**Goal**
Copy the items below from the line with "If you could locate the player's ear" up to and including the last line of the items, keeping the text lines as they are. Scale every coordinate in the answers by 0.8, and round each result to a whole number, with halves rounding up.

--- --- ---

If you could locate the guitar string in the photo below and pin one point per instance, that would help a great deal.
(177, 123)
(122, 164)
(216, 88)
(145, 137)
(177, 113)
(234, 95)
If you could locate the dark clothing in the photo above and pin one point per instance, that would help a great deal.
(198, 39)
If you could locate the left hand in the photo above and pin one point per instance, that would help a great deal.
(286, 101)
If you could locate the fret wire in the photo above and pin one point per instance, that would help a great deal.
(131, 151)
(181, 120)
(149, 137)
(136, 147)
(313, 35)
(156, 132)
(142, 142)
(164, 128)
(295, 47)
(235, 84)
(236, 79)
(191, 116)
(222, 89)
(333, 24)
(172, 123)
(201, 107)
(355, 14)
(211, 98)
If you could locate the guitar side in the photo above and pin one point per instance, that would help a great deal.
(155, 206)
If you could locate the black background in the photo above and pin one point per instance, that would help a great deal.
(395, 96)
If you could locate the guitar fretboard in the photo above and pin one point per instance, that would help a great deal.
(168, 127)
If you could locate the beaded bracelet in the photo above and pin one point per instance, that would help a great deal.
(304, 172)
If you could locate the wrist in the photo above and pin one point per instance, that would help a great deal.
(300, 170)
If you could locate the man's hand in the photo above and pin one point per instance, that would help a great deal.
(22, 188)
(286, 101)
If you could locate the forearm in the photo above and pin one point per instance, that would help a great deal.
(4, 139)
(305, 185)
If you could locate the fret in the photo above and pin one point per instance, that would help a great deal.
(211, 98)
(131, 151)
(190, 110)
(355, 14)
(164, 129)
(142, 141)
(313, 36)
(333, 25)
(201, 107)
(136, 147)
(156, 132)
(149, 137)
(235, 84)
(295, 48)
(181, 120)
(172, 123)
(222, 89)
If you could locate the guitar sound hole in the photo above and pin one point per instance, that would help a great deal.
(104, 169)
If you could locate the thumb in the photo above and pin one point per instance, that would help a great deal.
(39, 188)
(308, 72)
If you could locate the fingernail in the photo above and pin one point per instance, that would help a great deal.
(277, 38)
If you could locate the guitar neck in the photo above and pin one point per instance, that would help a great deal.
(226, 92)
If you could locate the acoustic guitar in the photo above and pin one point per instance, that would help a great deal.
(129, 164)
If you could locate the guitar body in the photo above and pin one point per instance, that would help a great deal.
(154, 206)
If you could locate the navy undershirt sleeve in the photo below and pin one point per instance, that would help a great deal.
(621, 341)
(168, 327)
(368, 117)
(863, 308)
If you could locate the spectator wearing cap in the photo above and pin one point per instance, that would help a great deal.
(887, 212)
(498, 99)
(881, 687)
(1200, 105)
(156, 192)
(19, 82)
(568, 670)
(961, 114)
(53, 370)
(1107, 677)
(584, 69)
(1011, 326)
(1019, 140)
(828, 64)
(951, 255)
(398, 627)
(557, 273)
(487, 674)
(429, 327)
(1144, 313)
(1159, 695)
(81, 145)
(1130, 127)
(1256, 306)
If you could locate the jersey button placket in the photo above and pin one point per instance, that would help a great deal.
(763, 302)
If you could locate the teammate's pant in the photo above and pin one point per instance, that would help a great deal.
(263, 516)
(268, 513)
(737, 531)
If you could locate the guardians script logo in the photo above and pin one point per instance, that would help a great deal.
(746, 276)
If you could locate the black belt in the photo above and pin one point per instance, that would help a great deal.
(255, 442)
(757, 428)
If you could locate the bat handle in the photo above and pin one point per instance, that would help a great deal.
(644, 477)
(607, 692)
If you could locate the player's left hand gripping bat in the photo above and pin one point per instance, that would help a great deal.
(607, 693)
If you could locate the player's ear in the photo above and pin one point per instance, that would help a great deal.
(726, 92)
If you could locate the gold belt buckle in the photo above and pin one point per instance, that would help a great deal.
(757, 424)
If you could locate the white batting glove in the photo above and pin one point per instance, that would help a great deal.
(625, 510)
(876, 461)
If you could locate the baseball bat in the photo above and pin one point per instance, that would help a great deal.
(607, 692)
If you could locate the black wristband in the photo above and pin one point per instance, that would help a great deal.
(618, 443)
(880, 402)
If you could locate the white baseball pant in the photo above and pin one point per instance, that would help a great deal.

--- --- ---

**Response to this exercise**
If you could locate the player's ear in the photo above and pin one point per instance, that would help a great deal.
(581, 74)
If you could locate the gold belt buckle in the photo above and pin one point per instance, that would help a great deal.
(606, 339)
If you could locate the white batting glove in the photo above and pin one point per instance, that would help a great deal.
(500, 408)
(701, 369)
If you could locate the baseball bat in the photo above and pin one point per instance, that would help a great deal.
(486, 554)
If you could locate the black wristband in the photo above and pin one point per instance, that would help a great deal.
(494, 354)
(704, 322)
If you could locate the white baseball pant in the photo above and pin one point per instance, that would help a great deal.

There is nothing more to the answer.